[Named-object pointing records]

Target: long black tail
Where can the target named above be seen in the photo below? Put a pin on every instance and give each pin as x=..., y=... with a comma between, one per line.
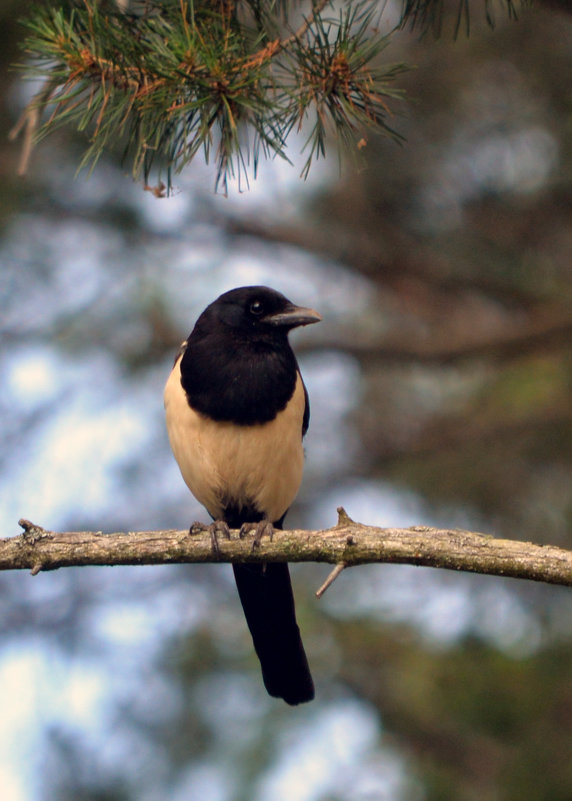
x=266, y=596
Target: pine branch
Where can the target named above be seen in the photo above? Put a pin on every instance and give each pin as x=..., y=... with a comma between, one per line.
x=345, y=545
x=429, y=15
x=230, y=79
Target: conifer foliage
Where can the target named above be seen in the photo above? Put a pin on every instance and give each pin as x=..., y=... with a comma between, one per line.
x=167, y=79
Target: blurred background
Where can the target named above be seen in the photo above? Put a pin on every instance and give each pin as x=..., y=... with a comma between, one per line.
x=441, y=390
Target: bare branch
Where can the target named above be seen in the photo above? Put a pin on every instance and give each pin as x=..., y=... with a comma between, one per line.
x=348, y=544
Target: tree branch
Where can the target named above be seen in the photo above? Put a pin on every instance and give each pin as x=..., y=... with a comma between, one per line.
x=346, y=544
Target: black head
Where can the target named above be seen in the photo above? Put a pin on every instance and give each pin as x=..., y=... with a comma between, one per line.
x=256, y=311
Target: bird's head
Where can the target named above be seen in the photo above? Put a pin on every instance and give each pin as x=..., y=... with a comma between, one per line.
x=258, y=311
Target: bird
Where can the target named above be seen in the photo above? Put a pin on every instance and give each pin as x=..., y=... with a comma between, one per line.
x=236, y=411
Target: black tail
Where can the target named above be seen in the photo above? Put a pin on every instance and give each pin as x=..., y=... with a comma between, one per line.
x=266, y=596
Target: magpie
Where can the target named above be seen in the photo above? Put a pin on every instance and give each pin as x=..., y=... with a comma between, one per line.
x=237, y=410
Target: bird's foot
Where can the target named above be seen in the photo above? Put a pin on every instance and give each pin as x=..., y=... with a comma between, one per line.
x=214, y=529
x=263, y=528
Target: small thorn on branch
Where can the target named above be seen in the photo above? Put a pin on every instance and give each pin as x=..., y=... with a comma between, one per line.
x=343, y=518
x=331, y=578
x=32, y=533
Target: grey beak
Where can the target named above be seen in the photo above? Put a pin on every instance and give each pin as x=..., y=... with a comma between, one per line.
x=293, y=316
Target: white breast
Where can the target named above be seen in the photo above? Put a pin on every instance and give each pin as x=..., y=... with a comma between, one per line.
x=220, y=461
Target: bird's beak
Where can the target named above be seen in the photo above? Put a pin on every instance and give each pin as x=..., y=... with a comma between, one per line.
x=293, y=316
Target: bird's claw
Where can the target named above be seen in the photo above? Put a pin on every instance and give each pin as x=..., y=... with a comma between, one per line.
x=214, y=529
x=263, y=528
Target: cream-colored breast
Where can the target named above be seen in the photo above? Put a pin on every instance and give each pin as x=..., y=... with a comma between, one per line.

*PROBLEM*: Each line of the material must be retyped exactly, except that images are omitted.

*THE RESPONSE*:
Target: long black tail
Where can the target named above be seen in the photo below? Put a pin on every instance and give each pin as x=..., y=... with a comma between, one per line.
x=266, y=596
Target: pine branch
Where can the target named above be seen in the photo above? Put a pin on every instance and give each pin as x=..., y=... with a comma between, one per line.
x=345, y=545
x=429, y=15
x=230, y=79
Target: conifer foliage
Where can the target named above be seen in the photo above? Put a pin on every instance and give each pin as x=..., y=... with a comma between, one per line.
x=167, y=79
Target: blurred background
Where can the target named above be seen in the photo above? Put a pin on every instance and give each pin as x=..., y=... with a comma between, one per line.
x=441, y=390
Target: bare branch
Where can the target named above be seen in the photo above? Put a pin on every instance and give each pin as x=..., y=... with a comma between, one per line.
x=348, y=544
Target: tree branch
Where can the target named above be seen in the photo above? Put a pin on every instance and give each pin as x=..., y=... with a comma between, one per line.
x=346, y=544
Target: black head
Where can the target named above be seen in the photo above? Put a pin on every instance and give each pin as x=..., y=... with a comma between, one per line.
x=256, y=311
Target: bird's head
Where can the target named above be seen in the photo above? Put a pin on every instance and give each pin as x=..., y=... with a comma between, one per line.
x=258, y=311
Target: bird
Where can the target named above be seen in the photo above? Put a pin on every instance and give each pin as x=..., y=... with a comma between, one per line.
x=236, y=411
Target: black tail
Where can the target named above be seen in the photo above? Put a pin on every instance and give each pin as x=..., y=... with a comma between, one per line.
x=266, y=596
Target: magpie
Where can the target named above be seen in the photo above? Put a pin on every instance and give each pin as x=..., y=... with a comma between, one per line.
x=237, y=410
Target: bird's foot
Where can the target named above be seen in the photo above? Put a pin on every instance and give each pin as x=..., y=... with a comma between, one per line.
x=214, y=529
x=263, y=528
Target: small thorn on branch
Where can the target named above be seen in the photo above? Put a pin on every instance and give each pin as x=..., y=... with a comma between, one per line.
x=343, y=518
x=331, y=578
x=32, y=533
Target: grey beak
Where can the target named above be seen in the photo above? Put a pin on every instance and give each pin as x=..., y=... with a comma between, one per line.
x=293, y=316
Target: white breast
Where can the target named above be seen in the photo above? Put a pin on every instance and give each pin as x=..., y=... with a comma between, one per line.
x=220, y=461
Target: bird's beak
Where can the target named above be seen in the photo above? Put a pin on every instance and give each pin as x=..., y=... with a comma between, one per line.
x=293, y=316
Target: bird's claw
Where can the target named above be seen in the photo above? Put a pin on every instance and give each pin as x=..., y=... with a comma between, one per line.
x=214, y=529
x=263, y=528
Target: cream-colored breast
Where can the target named above be seen in the photo above? Put a pin on every instance and give each pin as x=..., y=... with a comma between, one per line.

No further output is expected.